__Description of the task__
Copy the listing below word for word, keeping every line in its original order.

##############################

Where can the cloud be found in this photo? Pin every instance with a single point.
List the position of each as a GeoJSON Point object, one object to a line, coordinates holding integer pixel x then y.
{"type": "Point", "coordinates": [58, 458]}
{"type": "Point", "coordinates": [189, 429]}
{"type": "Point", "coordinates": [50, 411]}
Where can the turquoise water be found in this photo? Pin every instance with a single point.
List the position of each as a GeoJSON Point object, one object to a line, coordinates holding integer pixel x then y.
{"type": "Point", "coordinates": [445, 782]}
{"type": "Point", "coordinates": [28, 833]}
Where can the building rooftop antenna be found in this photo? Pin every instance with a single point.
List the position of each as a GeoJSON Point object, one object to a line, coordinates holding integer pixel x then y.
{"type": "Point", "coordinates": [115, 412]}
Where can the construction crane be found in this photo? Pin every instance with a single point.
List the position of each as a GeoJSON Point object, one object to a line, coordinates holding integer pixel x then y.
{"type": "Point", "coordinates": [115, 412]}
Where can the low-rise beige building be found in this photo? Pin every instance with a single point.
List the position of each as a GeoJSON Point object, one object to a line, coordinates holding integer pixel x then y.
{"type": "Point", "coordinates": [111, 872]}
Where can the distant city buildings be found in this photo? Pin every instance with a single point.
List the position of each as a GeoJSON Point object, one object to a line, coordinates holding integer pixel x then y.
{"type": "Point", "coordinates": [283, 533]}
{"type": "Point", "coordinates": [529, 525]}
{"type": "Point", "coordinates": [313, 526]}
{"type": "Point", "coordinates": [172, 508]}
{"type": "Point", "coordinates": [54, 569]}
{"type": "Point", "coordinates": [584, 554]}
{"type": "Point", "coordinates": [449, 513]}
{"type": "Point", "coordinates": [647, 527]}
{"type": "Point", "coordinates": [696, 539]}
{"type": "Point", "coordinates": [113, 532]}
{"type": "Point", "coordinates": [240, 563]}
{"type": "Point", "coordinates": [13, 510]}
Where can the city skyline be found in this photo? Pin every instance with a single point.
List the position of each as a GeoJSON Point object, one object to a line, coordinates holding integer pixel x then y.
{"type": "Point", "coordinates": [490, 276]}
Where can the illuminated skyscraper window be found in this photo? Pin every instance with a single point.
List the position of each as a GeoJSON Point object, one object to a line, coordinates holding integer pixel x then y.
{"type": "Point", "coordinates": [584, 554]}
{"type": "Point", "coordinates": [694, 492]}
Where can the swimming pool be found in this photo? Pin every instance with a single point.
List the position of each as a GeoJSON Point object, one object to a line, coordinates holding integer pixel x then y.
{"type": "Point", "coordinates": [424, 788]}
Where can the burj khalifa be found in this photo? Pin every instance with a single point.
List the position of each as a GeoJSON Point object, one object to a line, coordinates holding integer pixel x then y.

##############################

__Task solution__
Where can the cloud be found in this photo? Pin every instance with a single point.
List the position of each as a GeoJSON Point object, one object to a line, coordinates holding integer pixel x then y.
{"type": "Point", "coordinates": [58, 458]}
{"type": "Point", "coordinates": [189, 429]}
{"type": "Point", "coordinates": [50, 411]}
Where can the turquoise water be found in this photo? Pin every instance with a single point.
List the position of each as a GeoJSON Point object, one object to a line, coordinates holding integer pixel x then y.
{"type": "Point", "coordinates": [445, 782]}
{"type": "Point", "coordinates": [28, 833]}
Where can the building rooftop antenna be found in this photo? Pin every instance with a single point.
List the position of each as a GeoJSON Point object, one object to a line, coordinates holding integer pixel x then y.
{"type": "Point", "coordinates": [115, 412]}
Where can the construction crane be found in this photo? Pin every instance with a single point.
List the position of each as a GeoJSON Point object, one object to a line, coordinates holding integer pixel x then y.
{"type": "Point", "coordinates": [115, 412]}
Where can the low-rise beige building be found in this photo? Pin every instance with a single point.
List the position of each as a GeoJSON Point object, one object to a line, coordinates holding integer pixel x then y.
{"type": "Point", "coordinates": [111, 872]}
Where can the distant city buildings be found in this photo? Pin every instance with a single point.
List the position of each as a GeoJSON Point object, one object to a line, coordinates holding integer pixel x then y.
{"type": "Point", "coordinates": [283, 533]}
{"type": "Point", "coordinates": [529, 525]}
{"type": "Point", "coordinates": [313, 526]}
{"type": "Point", "coordinates": [172, 508]}
{"type": "Point", "coordinates": [54, 569]}
{"type": "Point", "coordinates": [584, 554]}
{"type": "Point", "coordinates": [449, 513]}
{"type": "Point", "coordinates": [647, 527]}
{"type": "Point", "coordinates": [696, 539]}
{"type": "Point", "coordinates": [113, 532]}
{"type": "Point", "coordinates": [240, 563]}
{"type": "Point", "coordinates": [13, 510]}
Where can the city skyline be found in this photo? Pin every instance with a single point.
List the position of each as a GeoJSON Point object, one object to a line, coordinates holding integer pixel x then y.
{"type": "Point", "coordinates": [490, 276]}
Where can the illuminated skyscraper window be found in this photo? Pin every instance with a single point.
List the position of each as a GeoJSON Point object, one object to a line, coordinates holding integer pixel x then y.
{"type": "Point", "coordinates": [584, 554]}
{"type": "Point", "coordinates": [694, 492]}
Where can the swimming pool be found in this photo? Pin every instance with a single point.
List the position of each as a GeoJSON Point object, one object to a line, coordinates holding integer pixel x then y.
{"type": "Point", "coordinates": [424, 788]}
Where can the burj khalifa be found in this photo? Pin every instance with a single point.
List the position of each as a GeoJSON Point object, one object to a line, coordinates holding integer pixel x then y.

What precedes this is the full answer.